(Stored items)

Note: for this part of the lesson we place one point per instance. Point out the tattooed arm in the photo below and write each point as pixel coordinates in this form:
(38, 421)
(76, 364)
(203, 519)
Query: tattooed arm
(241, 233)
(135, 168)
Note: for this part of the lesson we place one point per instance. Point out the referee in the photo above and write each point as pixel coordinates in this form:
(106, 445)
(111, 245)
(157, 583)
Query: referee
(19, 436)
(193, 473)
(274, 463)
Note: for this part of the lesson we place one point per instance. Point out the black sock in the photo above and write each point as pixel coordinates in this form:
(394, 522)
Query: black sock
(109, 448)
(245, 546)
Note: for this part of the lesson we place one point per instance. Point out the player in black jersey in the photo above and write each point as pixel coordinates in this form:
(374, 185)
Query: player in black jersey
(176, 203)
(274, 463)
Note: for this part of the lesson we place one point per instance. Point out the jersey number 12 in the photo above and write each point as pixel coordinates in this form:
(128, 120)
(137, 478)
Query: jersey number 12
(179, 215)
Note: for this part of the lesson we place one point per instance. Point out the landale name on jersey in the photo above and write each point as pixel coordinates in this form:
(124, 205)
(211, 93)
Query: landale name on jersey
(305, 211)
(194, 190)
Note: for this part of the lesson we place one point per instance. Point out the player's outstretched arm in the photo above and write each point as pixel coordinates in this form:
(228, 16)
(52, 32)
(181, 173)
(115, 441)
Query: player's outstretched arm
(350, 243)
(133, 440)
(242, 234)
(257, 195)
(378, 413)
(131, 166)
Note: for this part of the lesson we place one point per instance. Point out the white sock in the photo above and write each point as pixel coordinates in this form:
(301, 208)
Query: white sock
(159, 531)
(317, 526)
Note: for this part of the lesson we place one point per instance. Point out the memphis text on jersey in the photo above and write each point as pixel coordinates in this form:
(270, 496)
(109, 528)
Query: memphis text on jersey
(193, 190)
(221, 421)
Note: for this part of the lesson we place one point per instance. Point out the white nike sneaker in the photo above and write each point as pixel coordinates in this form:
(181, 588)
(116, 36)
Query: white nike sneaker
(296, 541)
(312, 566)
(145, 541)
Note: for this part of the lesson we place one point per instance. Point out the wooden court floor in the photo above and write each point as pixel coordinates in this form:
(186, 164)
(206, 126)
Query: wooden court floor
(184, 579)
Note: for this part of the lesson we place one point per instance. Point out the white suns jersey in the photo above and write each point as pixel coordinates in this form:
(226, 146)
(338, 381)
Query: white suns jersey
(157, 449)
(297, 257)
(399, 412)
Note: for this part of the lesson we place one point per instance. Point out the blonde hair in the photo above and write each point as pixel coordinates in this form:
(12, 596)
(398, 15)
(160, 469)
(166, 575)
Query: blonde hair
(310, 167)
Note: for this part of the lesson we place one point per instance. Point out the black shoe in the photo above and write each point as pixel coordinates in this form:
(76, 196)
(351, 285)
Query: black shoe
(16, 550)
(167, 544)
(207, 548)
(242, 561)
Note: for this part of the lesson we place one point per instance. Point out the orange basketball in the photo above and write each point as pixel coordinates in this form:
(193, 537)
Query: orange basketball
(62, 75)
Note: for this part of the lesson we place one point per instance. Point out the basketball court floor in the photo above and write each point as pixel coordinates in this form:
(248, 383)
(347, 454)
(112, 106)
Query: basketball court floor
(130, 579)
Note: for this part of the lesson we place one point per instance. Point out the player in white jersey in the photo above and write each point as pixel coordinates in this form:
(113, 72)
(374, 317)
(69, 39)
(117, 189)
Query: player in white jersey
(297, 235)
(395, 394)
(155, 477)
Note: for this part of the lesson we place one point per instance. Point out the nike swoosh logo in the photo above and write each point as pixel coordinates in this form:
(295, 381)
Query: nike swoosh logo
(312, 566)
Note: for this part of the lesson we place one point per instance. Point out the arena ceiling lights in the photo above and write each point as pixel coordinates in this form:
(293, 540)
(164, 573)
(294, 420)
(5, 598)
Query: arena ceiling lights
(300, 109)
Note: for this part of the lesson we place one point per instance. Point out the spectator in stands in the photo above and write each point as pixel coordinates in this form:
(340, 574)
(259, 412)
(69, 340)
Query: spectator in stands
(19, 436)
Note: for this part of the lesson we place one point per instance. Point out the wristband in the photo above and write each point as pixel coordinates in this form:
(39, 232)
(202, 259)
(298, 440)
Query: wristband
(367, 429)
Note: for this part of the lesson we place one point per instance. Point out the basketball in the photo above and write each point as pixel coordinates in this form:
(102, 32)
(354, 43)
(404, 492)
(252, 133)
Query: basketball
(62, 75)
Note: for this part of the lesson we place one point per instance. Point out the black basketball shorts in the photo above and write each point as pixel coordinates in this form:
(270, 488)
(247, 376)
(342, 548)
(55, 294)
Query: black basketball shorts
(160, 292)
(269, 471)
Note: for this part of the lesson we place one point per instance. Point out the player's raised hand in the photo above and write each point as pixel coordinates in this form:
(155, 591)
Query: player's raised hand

*The problem:* When answering, write out each of the lines above exactly as given.

*Answer box:*
Note: for this part of the lesson we place one point per instance. Point out the tattooed arm in the photo below and write each point as pixel coordinates in this form:
(38, 421)
(76, 364)
(203, 519)
Query: tattooed arm
(241, 233)
(135, 168)
Note: for this part of the lesson we place one point per instance. Point out the referee in the photo above and write each point as pixel coordinates in this form:
(106, 445)
(111, 245)
(157, 583)
Query: referee
(19, 436)
(193, 473)
(274, 463)
Note: for this part of the lesson we place one point per instance. Point out the black sock in the photo above and write each point as pixel coordinates in this form:
(394, 522)
Query: black sock
(109, 448)
(245, 546)
Note: for this part of the lesson we place one point per instance. Point out the player in black jersey in the photo above and write each point as pixel coordinates in this form:
(374, 185)
Query: player in black jersey
(176, 203)
(274, 463)
Note: for this part of the lesson we place one point per instance. Point out the jersey number 12 in the photo above and write each point as pixel coordinates in this form:
(128, 120)
(137, 478)
Query: jersey number 12
(179, 215)
Note: for this part of the lesson we place one point per instance. Point out the landale name on jersey in the photo above and write each point as pixel coordinates in this form:
(124, 205)
(211, 93)
Query: landale name on jersey
(305, 211)
(194, 190)
Note: for this part of the lesson we place one point per instance. Point out the player's outstretched arm in the photo above and write each point as pixel coordinates in this form:
(228, 16)
(52, 32)
(181, 173)
(115, 441)
Query: player's outstretched arm
(350, 243)
(133, 440)
(242, 234)
(257, 195)
(378, 413)
(131, 166)
Note: for this part of the lesson we place one point per instance. Point out the white sock in the photo above and write each point as pixel coordinates in this form:
(301, 208)
Query: white sock
(159, 531)
(317, 526)
Note: for this part of the lesson we place one point per instance. Point out the memphis text on jersey in the photo above and write each point as pixel coordinates in this form:
(270, 496)
(109, 528)
Query: memphis text on jersey
(193, 190)
(221, 421)
Note: for this part of the lesson we place one point per instance. Point out the white nike sneaker in the photo above and write each point as pixel coordinates in this form:
(181, 588)
(116, 36)
Query: white nike sneaker
(296, 541)
(312, 566)
(145, 541)
Note: for this part of the lesson we place one point per instance. Point out the wooden court floor in the photo above and write each point as pixel coordinates in this form:
(186, 164)
(206, 126)
Query: wooden court floor
(184, 579)
Note: for this part of the lesson we place one point per instance. Point out the white suns jersey in the photo above and write each point as pixel coordinates in this form:
(226, 146)
(338, 381)
Query: white suns jersey
(157, 449)
(297, 257)
(399, 412)
Note: for this part of the lesson we place one point per instance. Point out the blonde hair in the photo above and write each point as pixel coordinates in this form:
(12, 596)
(398, 15)
(160, 469)
(166, 575)
Query: blonde hair
(310, 167)
Note: for this part of the lesson we place one point per instance. Point out the black shoe in the photo above and write each point as pixel coordinates in this form:
(76, 196)
(351, 285)
Query: black shoe
(16, 550)
(167, 544)
(207, 548)
(242, 561)
Note: for this part of the lesson we place one point per instance. Point out the orange basketball in the photo above and write each point as pixel coordinates in this form:
(193, 537)
Query: orange basketball
(62, 75)
Note: for this part of the lesson we place one point per instance. Point out the basketball court floor in the photo above and write each point as pixel coordinates in this form:
(248, 383)
(347, 454)
(112, 106)
Query: basketball court floor
(130, 579)
Note: for this part of the lesson we place one point per instance. Point out the player in white jersey in the photo above and write each point as pixel coordinates in this form:
(113, 72)
(374, 317)
(69, 39)
(117, 189)
Query: player in white jersey
(297, 235)
(395, 394)
(155, 477)
Note: for this part of the lesson we place one point per instance. Point out the nike swoosh logo in the photo above and write each point as pixel coordinates in this form:
(295, 381)
Query: nike swoosh logo
(312, 566)
Note: for this part of the lesson we place one point per instance. Point out the arena ceiling lights in the photo above and write each point as pixel coordinates in this form:
(293, 540)
(164, 573)
(294, 420)
(5, 598)
Query: arena ceiling lights
(300, 109)
Note: for this part of the lesson we place one point per instance. Point out the spectator in stands in the photo above and write each point as pixel coordinates in this form:
(340, 574)
(259, 412)
(69, 340)
Query: spectator in stands
(19, 436)
Note: for this part of the lesson we place one point per instance. Point out the wristband in the photo above and write each point as pixel coordinates in this form:
(39, 232)
(202, 259)
(298, 440)
Query: wristband
(367, 429)
Note: for this part of the lesson we place one point per instance. Point out the basketball in the photo above and write each point as pixel coordinates in this form:
(102, 32)
(354, 43)
(404, 492)
(252, 133)
Query: basketball
(62, 75)
Note: for this part of the lesson we place one point per instance. Point out the black basketball shorts in the photo above and write each point as pixel coordinates in this form:
(270, 488)
(247, 376)
(342, 548)
(55, 294)
Query: black basketball shorts
(160, 292)
(269, 471)
Note: for this part of the lesson we place one point per instance. Point out the player's raised hand in the photo above and write each point as pixel coordinates in this form:
(155, 591)
Query: player's raised hand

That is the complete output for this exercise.